§ **Bereitgestellter Text**:
------------------------------------
Der BGH hat in einem Beschluss vom 28. Februar 2012 (3 StR 435/11 = StraFo 2012, 239 = wistra 2012, 302 f.) zu einigen Fragen der Beihilfe Stellung genommen und dabei insbesondere die Anforderungen, die an den Vorsatz des Gehilfen zu stellen sind, präzisiert.
1. Worum geht’s?
Nach den Feststellungen der Eingangsinstanz leisteten die Angeklagten in unterschiedlichem Umfang durch das Bereitstellen von Bankkonten, durch Weiterüberweisung und die Abhebung eingegangener Geldbeträge Beihilfe zum Computerbetrug zum Nachteil von Online-Banking-Nutzern durch sog. „Phishing“. Zur subjektiven Tatseite hat das Landgericht festgestellt, den Angeklagten sei bewusst gewesen, „dass die Zahlungseingänge einen illegalen Hintergrund hatten“. Die Angeklagte A habe zumindest mit bedingtem Vorsatz gehandelt, da sie „bewusst in Kauf genommen“ habe, „jedwede, den Umständen nach nicht fernliegende Art von Vermögensdelikten, insbesondere auch Delikte des Computerbetrugs durch ihr Verhalten zu unterstützen“. Ebenso habe der Angeklagte B den subjektiven Tatbestand der Beihilfe zum Computerbetrug erfüllt. Auch wenn er Einzelheiten dazu, wie die Gelder auf die Konten gelangt seien, nicht „konkret“ gekannt habe, sei ihm doch bewusst gewesen, dass es sich um etwas „Illegales“ gehandelt habe. Er habe dies nicht weiter hinterfragt und damit „bewusst in Kauf genommen, irgendeine, nicht fernliegende Art von Vermögensdelikten, darunter auch einen etwaigen Computerbetrug, durch sein Verhalten zu unterstützen“. Das Landgericht hat beide Angeklagte wegen Beihilfe zum Computerbetrug verurteilt.
2. Was sagt der BGH?
------------------------------------
§ **Datenauszug**:
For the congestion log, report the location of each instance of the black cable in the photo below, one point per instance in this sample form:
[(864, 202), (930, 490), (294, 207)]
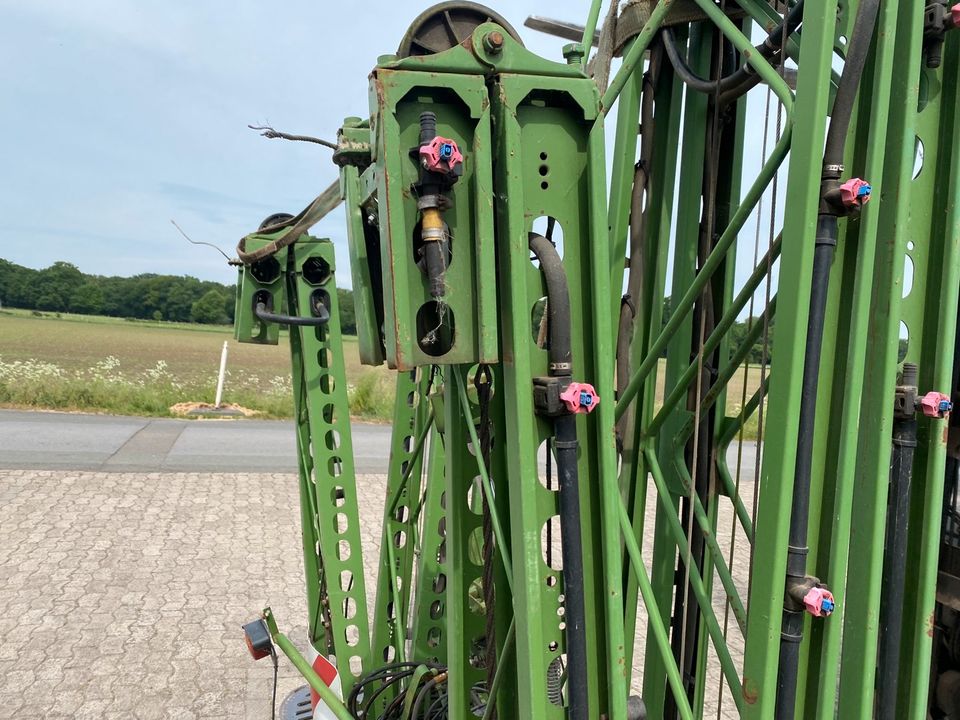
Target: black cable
[(322, 317), (565, 430), (743, 78), (791, 633), (424, 692), (276, 673), (857, 50)]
------------------------------------
§ **Ihre Aufgaben**:
1 - Geben Sie an, wegen welcher Straftat das Landgericht laut dem Text zum BGH-Beschluss über die Beihilfe beide Angeklagten verurteilt hat.
2 - Fassen Sie den Text zum BGH-Beschluss über die Beihilfe in zwei Sätzen zusammen.

§ **Ihre Antworten**:
1 - Wegen Beihilfe zum Computerbetrug.

2 - Der BGH hat in einem Beschluss vom 28. Februar 2012 zu Fragen der Beihilfe Stellung genommen und dabei vor allem die Anforderungen an den Vorsatz des Gehilfen präzisiert. Nach den Feststellungen des Landgerichts leisteten die Angeklagten durch Bereitstellen von Bankkonten, Weiterüberweisungen und Abhebungen Beihilfe zum Computerbetrug durch „Phishing“ und nahmen dabei bewusst in Kauf, nicht fernliegende Vermögensdelikte zu unterstützen, weshalb das Landgericht beide verurteilte.